▶ [DATA SUPPLIED]
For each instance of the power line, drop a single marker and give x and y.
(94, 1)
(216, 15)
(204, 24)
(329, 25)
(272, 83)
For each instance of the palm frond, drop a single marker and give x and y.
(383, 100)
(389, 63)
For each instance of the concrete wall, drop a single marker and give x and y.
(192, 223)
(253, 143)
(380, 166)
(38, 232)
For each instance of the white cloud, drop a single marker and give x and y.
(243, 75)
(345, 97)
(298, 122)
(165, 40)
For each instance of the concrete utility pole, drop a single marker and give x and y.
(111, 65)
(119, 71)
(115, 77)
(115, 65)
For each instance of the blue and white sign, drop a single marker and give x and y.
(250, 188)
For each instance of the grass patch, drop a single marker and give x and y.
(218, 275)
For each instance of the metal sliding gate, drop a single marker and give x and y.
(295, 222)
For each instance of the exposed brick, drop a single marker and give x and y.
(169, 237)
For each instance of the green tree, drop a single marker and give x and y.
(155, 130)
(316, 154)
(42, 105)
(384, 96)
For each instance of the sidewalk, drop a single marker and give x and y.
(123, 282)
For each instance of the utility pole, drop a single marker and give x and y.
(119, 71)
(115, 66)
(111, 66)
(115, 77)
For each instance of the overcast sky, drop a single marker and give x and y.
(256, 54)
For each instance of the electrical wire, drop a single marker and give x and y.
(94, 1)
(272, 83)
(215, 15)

▶ [STATED TASK] Could you copy every one of the records above word for word, with each line unchanged?

▶ [EXERCISE OUTPUT]
For each instance of the power line, drop a single marker and give x and y.
(94, 1)
(216, 15)
(204, 24)
(329, 25)
(272, 83)
For each instance of the palm frond, drop a single marker and give x and y.
(383, 100)
(389, 63)
For each instance of the concrete wall, drop a single marker and give x and y.
(192, 223)
(253, 143)
(380, 166)
(38, 232)
For each instance of the white cloud, drop a single marker and give x and y.
(243, 75)
(345, 97)
(298, 122)
(165, 40)
For each instance of the concrete utility pole, drop a single marker and give x and y.
(111, 65)
(119, 71)
(115, 77)
(115, 65)
For each instance of the blue and white sign, drop a single marker and give x and y.
(250, 188)
For each instance of the grass patch, drop a single marker and give x and y.
(218, 275)
For each instance of the metal sliding gate, drop a single marker and give x and y.
(295, 222)
For each instance of the exposed brick, drop a single marker and give x and y.
(169, 237)
For each instance of the green tree, drop a single marker and give x and y.
(155, 130)
(316, 154)
(42, 105)
(384, 96)
For each instance of the sidewalk, drop a single marker and give x and y.
(123, 282)
For each instance of the utility pole, drop a single marker and give x and y.
(119, 71)
(115, 66)
(111, 66)
(115, 77)
For each instance of the overcast sky, drop a single marker and give x and y.
(256, 54)
For each instance of the electrical wire, drop a single marker and give x and y.
(94, 1)
(272, 83)
(215, 15)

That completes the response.